=== The data ===

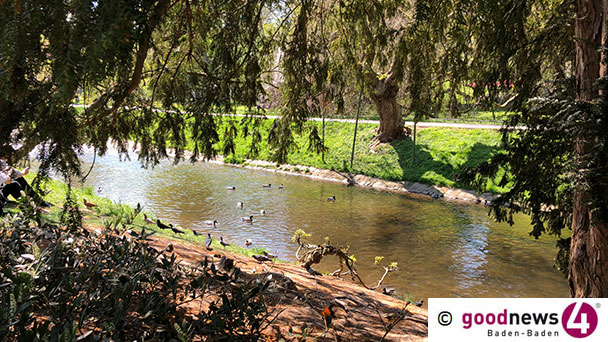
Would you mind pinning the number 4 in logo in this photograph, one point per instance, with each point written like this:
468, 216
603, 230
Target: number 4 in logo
579, 319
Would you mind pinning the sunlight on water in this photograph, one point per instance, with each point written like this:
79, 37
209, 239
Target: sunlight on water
443, 249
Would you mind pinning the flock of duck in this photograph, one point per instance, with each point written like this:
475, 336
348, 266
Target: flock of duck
213, 223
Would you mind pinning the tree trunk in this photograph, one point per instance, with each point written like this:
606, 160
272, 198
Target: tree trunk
588, 264
391, 123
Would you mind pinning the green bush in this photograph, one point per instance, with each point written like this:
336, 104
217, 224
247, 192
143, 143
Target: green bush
59, 284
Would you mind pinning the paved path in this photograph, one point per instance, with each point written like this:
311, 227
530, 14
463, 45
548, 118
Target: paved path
377, 122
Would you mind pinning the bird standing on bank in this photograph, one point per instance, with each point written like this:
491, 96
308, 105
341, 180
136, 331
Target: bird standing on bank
88, 204
208, 242
211, 223
147, 220
177, 230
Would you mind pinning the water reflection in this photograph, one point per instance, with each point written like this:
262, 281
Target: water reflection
443, 249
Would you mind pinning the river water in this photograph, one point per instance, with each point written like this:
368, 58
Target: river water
444, 249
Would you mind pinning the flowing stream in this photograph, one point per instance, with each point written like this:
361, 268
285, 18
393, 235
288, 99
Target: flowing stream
444, 249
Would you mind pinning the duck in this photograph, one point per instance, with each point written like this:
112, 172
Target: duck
208, 242
88, 204
271, 256
177, 230
162, 225
211, 223
261, 258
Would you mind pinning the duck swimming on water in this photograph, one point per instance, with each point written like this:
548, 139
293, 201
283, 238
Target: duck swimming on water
211, 223
162, 225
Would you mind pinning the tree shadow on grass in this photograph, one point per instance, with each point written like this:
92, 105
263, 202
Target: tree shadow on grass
416, 169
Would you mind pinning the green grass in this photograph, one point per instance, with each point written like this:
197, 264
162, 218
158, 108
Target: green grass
111, 214
440, 153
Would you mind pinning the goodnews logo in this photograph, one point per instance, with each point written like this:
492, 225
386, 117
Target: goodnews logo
525, 319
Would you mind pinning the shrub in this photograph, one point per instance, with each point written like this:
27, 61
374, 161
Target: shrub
58, 283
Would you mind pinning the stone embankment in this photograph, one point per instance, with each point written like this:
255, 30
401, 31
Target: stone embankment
400, 187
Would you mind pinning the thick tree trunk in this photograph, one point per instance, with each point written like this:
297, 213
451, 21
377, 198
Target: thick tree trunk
588, 265
391, 123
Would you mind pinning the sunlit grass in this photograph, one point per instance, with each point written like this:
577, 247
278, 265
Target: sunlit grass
112, 215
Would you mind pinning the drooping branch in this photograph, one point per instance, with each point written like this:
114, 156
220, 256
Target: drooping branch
119, 92
315, 254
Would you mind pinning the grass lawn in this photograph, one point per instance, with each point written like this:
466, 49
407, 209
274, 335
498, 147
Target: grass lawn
112, 215
440, 153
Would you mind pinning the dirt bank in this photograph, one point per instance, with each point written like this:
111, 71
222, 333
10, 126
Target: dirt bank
298, 299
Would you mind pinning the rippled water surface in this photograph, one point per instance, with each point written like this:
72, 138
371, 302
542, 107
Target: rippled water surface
443, 249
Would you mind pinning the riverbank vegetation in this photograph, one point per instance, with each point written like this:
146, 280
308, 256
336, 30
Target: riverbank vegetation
439, 156
101, 272
302, 57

===

Problem: The data above should be repeated exactly, minus any pictures.

Reply to the exercise:
Would you mind pinning the number 4 in logo in this photograph, one point per instance, with each point written like this:
468, 216
603, 230
Target: number 4 in logo
579, 319
Would you mind pinning the sunlight on water in this photograph, one point per instance, with each point written like this:
79, 37
209, 239
Target: sunlight on water
443, 249
Would you mind pinning the flock of duck in this photograph, one point per instance, with each point written like this:
475, 336
348, 266
Target: flock of duck
213, 223
Would you mind pinning the tree trunk in this photograph, one point per instance, with each point written like this:
606, 160
272, 198
Target: tree trunk
588, 264
391, 123
Would you mind pinning the green bush in this photograph, one point per instance, with each point written like this:
336, 104
217, 224
247, 192
143, 143
Target: green bush
59, 284
Would you mind pinning the paved path in this photograph, one point per instance, with each point written like this:
311, 227
530, 14
463, 45
548, 118
Target: paved path
377, 122
Would you mind pinning the bird standing on bank in this photograph, one point per instance, with each point written like this:
491, 96
308, 105
341, 180
136, 331
Target: bird standing on bank
88, 204
208, 242
211, 223
147, 220
177, 230
Would you mind pinning the water reflection in this photograph, one point per instance, with each point written like this:
262, 281
Target: water reflection
443, 249
Would you mind pinning the river water in this photograph, one point per instance, with each point written like this:
368, 58
Target: river water
444, 249
Would you mind pinning the flowing stream in this photograph, one point per instance, with each point written like this:
361, 268
285, 18
393, 235
288, 99
Target: flowing stream
444, 249
Would you mind pinning the duck in this photograph, one point per instance, with each point written like this:
112, 172
Target: duck
208, 242
88, 204
271, 256
177, 230
162, 225
211, 223
261, 258
Would you mind pinning the duck swimming on water in this photograph, one point per instance, with each point written like this:
548, 139
293, 201
283, 238
Target: duck swimming on water
211, 223
162, 225
Would you mind pinning the tree shadow on grass in this photograph, one point per instance, with each point written like this:
92, 105
263, 202
Target: tree shadow on grass
416, 169
Would you mind pinning the green grass in this photograph, one point per instance, with each point written like this:
197, 264
162, 218
158, 108
Target: green grass
111, 214
440, 153
Would you mind pinning the goodnews logo in this photograph, one point per instance, with each point written like this:
492, 225
386, 117
Target: goodnews logo
525, 319
Would you mind pinning the shrub in this photograph, one point per instance, with each point written like this:
27, 61
374, 161
Target: shrub
58, 283
Would you mind pinning the stone embankment in this photograph, one point per instance, with each point written like this:
255, 30
401, 31
Target: stone embankment
400, 187
Would you mind pinning the thick tree trunk in this photograph, one point per instance, with each point written like this:
297, 213
451, 21
377, 198
Target: thick tree trunk
588, 265
391, 123
Would you mind pinning the sunlit grass in this photograph, one point per instance, with each point written like this:
577, 247
278, 265
Target: sunlit grass
112, 215
Would you mind pinning the drooping branch in this photograph, one point per instance, with each point written like this:
114, 156
220, 256
Target: drooping branch
119, 92
315, 254
Would you mind pinning the grass lawn in this photograph, one point per instance, with each point written like this:
466, 49
407, 209
274, 335
498, 147
Target: grass lawn
112, 215
440, 153
Would you mind pinning the dirt bank in this photograph, one point per instance, with each point written like this:
111, 71
222, 333
10, 126
Target: dirt bank
298, 299
Would you mind pinning the rippled water surface in this photograph, one point per instance, with each point written like this:
72, 138
371, 302
542, 107
Target: rippled water surface
443, 249
Would you mind pinning the riverbank vegetation in this photograph, one point per instance, with each point written like this:
146, 280
308, 256
336, 30
Target: riverbank vegetation
439, 156
101, 272
302, 57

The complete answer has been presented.